# EXERCISE
Could you rewrite every one of the items below with "Note to the class" changed to "Reminder for students", keeping everything else the same and omitting the pictures?

# INFORMATION SHOWN
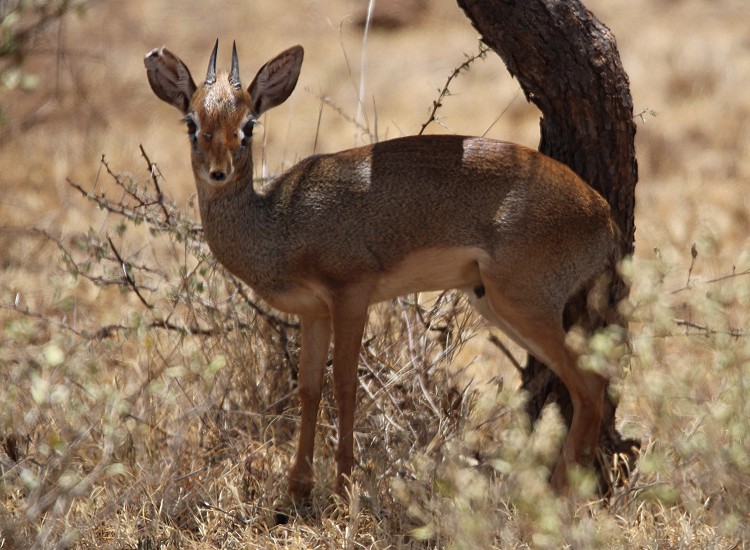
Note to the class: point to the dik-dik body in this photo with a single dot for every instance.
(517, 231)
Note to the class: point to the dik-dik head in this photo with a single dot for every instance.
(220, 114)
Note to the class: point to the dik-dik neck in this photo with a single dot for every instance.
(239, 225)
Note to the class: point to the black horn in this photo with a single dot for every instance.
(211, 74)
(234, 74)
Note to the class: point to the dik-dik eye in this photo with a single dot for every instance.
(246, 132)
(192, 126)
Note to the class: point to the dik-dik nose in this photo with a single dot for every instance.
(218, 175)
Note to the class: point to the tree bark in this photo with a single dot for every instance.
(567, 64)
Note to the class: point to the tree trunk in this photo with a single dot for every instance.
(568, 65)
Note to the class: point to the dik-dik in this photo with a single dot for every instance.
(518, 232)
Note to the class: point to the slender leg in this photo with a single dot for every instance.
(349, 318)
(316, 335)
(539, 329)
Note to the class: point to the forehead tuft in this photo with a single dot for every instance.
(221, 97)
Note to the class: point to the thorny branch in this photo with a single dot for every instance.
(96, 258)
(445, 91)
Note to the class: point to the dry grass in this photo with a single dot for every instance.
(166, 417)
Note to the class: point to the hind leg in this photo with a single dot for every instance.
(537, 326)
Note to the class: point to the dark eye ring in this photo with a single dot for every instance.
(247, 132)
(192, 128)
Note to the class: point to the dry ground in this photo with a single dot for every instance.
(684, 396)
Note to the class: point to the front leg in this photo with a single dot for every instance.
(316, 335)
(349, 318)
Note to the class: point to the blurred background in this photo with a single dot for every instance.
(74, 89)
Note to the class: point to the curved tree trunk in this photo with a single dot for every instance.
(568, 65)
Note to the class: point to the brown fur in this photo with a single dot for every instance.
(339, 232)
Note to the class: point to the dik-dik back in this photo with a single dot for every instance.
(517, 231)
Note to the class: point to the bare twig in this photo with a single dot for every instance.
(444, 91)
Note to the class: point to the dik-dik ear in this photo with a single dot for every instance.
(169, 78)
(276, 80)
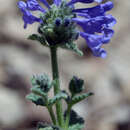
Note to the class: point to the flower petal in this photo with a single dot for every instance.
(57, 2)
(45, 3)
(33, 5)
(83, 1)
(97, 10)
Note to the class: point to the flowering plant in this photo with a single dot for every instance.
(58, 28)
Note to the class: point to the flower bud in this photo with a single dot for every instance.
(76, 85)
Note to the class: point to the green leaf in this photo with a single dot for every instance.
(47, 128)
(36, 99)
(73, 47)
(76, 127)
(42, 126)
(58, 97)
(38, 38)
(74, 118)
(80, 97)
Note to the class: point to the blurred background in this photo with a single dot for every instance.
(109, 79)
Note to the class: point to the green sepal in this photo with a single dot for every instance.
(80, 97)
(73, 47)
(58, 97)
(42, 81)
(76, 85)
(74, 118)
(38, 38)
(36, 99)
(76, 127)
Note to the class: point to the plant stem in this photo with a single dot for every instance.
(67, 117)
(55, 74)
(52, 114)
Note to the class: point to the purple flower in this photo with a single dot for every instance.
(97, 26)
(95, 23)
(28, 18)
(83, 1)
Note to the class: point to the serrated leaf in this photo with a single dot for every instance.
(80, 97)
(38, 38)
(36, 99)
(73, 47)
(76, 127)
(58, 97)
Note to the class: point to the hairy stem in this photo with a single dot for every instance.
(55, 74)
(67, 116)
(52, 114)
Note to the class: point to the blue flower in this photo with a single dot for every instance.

# EXERCISE ANSWER
Reminder for students: point to the dik-dik body in this photo with a single dot for every instance.
(517, 231)
Reminder for students: point to the dik-dik head in this photo with a single dot for every instance.
(220, 114)
Reminder for students: point to the dik-dik neck in this photo with a single dot for every instance.
(239, 225)
Reminder for students: point to the black horn in this photo with a single dot for every instance.
(211, 74)
(234, 74)
Reminder for students: point to the dik-dik eye in this photo with a single dot for every instance.
(246, 132)
(192, 126)
Reminder for students: point to the dik-dik nose in this photo with a single dot for every instance.
(218, 175)
Reminder for students: point to the tree bark in this photo with a single dot for every instance.
(567, 64)
Reminder for students: point to the tree trunk in this photo with a single dot for every instance.
(568, 65)
Reminder for students: point to the dik-dik in this photo with a single dot for every instance.
(518, 232)
Reminder for students: point to the slender leg in this photo with a single dot for every instance.
(349, 318)
(316, 335)
(539, 329)
Reminder for students: point to the forehead tuft in this photo with a single dot for every instance.
(221, 97)
Reminder for students: point to the thorny branch in this photo with a single dot for every instance.
(96, 258)
(445, 91)
Reminder for students: point to the dry grass in this photo with a single dot for every instance.
(166, 417)
Reminder for students: point to the hind leg in this photo with a single dot for every instance.
(537, 326)
Reminder for students: point to the dark eye ring in this photo with a single dot for every instance.
(247, 132)
(192, 128)
Reminder for students: point to the dry ground in this photo with a single dot for every instance.
(684, 396)
Reminder for students: point to the front leg in this photo with a single dot for every instance.
(316, 335)
(349, 318)
Reminder for students: point to the blurred background in this photo with a single dot for every instance.
(74, 89)
Reminder for students: point to the curved tree trunk in this photo with a single dot for every instance.
(568, 65)
Reminder for students: point to the brown fur in this photo with a single dot for every instance.
(339, 232)
Reminder for students: point to the dik-dik back in this photo with a single dot for every instance.
(517, 231)
Reminder for students: point to the bare twig in this photo with a single dot for every instance.
(444, 91)
Reminder for students: point to the dik-dik ear in this photo with a single dot for every instance.
(169, 78)
(276, 80)
Reminder for students: point to the flower petal in this photo with a single dot for every instance.
(57, 2)
(45, 3)
(33, 5)
(83, 1)
(97, 10)
Reminder for students: point to the flowering plant in this photo with a single dot for every instance.
(58, 28)
Reminder for students: point to the flower bud in this photo with a single dot for every instance.
(76, 85)
Reminder for students: point to the green leaf in this photo with a single dot for every instance.
(47, 128)
(36, 99)
(73, 47)
(76, 127)
(42, 126)
(58, 97)
(38, 38)
(74, 118)
(80, 97)
Reminder for students: point to the blurred background in this photo with a single dot for every instance.
(109, 79)
Reminder for students: point to the green sepal in this photo with a single dot for every instance.
(80, 97)
(73, 47)
(58, 97)
(42, 81)
(76, 85)
(74, 118)
(38, 38)
(36, 99)
(76, 127)
Reminder for students: point to the plant stem in this photo with a single dot for every instance.
(67, 117)
(55, 74)
(52, 114)
Reminder for students: point to the purple flower in this photo with a single dot for every instance.
(97, 26)
(95, 23)
(28, 18)
(83, 1)
Reminder for students: point to the serrated leaf in this photo with a single dot for every instance.
(80, 97)
(38, 38)
(36, 99)
(73, 47)
(76, 127)
(58, 97)
Reminder for students: point to the hairy stem in this photo with a single dot for every instance.
(55, 74)
(67, 116)
(52, 114)
Reminder for students: point to the blue flower in this photo with a single dot for every instance.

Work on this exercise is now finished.